* START SOURCE DOCUMENT *

# white flies



## bugsinmytank (Aug 5, 2011)

Hi folks, this isn't an emergency as much as a nuisence.. I have, what i am guessing is white fly larve & little white flies in my tank. I'm having a diffacult time getting rid of them. Just some background on the tank & what i have already done:

Tank- 46 gal bow front
filter- hang off the back thing with charcoal filter & bio wheels
gravel- i'm using a medium river gravel for a natural look & feel for this tank
decorations- i have a large peice of driftwood which leeches color like crazy & a 10 inch (i think) bubble wand to increase water movement.\

occupants - 1 large (13 inch) & one small (5 inch) pleco's, a 10 inch Tiger Oscarr & a 7 inch Jack Dempesy. No plants in this tank.

What i've done - WC's like a mad man, pulled all the fish & temp housed them for the day, cleaned the gravel under running water with a strainer, blasted the driftwood with the garden hose & let it dry out in the sun for 3 days. I've changed the filters, cleaned the filter housing, removed 100% of the water & rinsed out the tank. Set it back up, got the fish & deco back in & a week later the flies are back! Once the larve turns into flies they get stuck to the tank lid & i have to wipe off a bunch of fly larve. I'd like to know if there is anything i can add to the tank to kill these things with out killing my fish, if not is there something i haven't done yet to get rid of them for good?

* END SOURCE DOCUMENT *

- PROBLEM 1 -
Do these statements agree with the forum post about white flies in a fish tank? Answer yes or no for each and quote the deciding words from the post.
(a) The tank has live plants.
(b) The driftwood was left in the sun for three days.
(c) The tank holds 46 gallons.
- PROBLEM 2 -
Pick up the forum thread about white flies in a fish tank after its last sentence and write what comes next.

* START MATERIAL SUPPLIED *

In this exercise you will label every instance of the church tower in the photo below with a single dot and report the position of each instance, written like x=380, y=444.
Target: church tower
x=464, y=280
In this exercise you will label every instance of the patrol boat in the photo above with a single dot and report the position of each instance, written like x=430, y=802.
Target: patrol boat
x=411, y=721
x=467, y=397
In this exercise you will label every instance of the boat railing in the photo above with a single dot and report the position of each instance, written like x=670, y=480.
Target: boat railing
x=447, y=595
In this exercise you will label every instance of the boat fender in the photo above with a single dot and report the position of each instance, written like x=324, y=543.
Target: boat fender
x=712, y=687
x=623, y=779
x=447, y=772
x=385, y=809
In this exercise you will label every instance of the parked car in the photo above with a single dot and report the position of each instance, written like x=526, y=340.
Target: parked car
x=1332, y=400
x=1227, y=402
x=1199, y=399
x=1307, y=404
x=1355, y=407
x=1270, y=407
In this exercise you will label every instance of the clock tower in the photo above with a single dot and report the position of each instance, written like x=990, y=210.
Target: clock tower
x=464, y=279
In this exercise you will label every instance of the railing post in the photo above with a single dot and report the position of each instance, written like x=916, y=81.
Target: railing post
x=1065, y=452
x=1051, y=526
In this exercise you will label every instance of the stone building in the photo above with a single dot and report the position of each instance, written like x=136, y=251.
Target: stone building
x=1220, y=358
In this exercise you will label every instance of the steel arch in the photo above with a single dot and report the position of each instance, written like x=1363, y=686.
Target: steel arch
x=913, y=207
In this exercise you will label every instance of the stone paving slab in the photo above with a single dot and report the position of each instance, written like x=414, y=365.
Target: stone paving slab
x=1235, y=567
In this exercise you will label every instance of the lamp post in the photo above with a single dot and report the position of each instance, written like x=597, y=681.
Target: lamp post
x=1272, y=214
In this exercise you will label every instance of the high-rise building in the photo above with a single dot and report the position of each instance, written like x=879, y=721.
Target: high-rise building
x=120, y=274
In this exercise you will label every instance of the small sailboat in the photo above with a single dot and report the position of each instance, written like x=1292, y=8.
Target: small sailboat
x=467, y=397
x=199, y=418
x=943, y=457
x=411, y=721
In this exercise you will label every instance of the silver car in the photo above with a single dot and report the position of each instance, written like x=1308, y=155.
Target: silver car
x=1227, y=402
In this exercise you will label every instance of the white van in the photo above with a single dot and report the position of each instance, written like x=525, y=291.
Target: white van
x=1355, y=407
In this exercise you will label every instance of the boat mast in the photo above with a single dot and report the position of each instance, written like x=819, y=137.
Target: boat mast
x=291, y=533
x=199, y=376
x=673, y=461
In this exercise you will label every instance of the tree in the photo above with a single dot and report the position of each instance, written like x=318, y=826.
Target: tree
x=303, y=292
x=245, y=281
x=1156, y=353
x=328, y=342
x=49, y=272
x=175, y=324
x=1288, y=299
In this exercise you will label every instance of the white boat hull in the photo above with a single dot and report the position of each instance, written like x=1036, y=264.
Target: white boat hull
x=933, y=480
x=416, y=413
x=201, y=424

* END MATERIAL SUPPLIED *

- EXERCISE OUTPUT 1 -
(a) No: "No plants in this tank."
(b) Yes: "let it dry out in the sun for 3 days"
(c) Yes: "Tank- 46 gal bow front"

- EXERCISE OUTPUT 2 -
----------



## bugsinmytank (Aug 5, 2011)

oh.. also i do 20% wc's every weekend while i'm cleaning up after my Tiger Oscarr so this isn't a matter of neglect.. :fish10:


----------



## bugsinmytank (Aug 5, 2011)

i uploaded some pics to my profile, it's hard to see the larve because they are so small & because my oscarr just made a mess with hiss food though..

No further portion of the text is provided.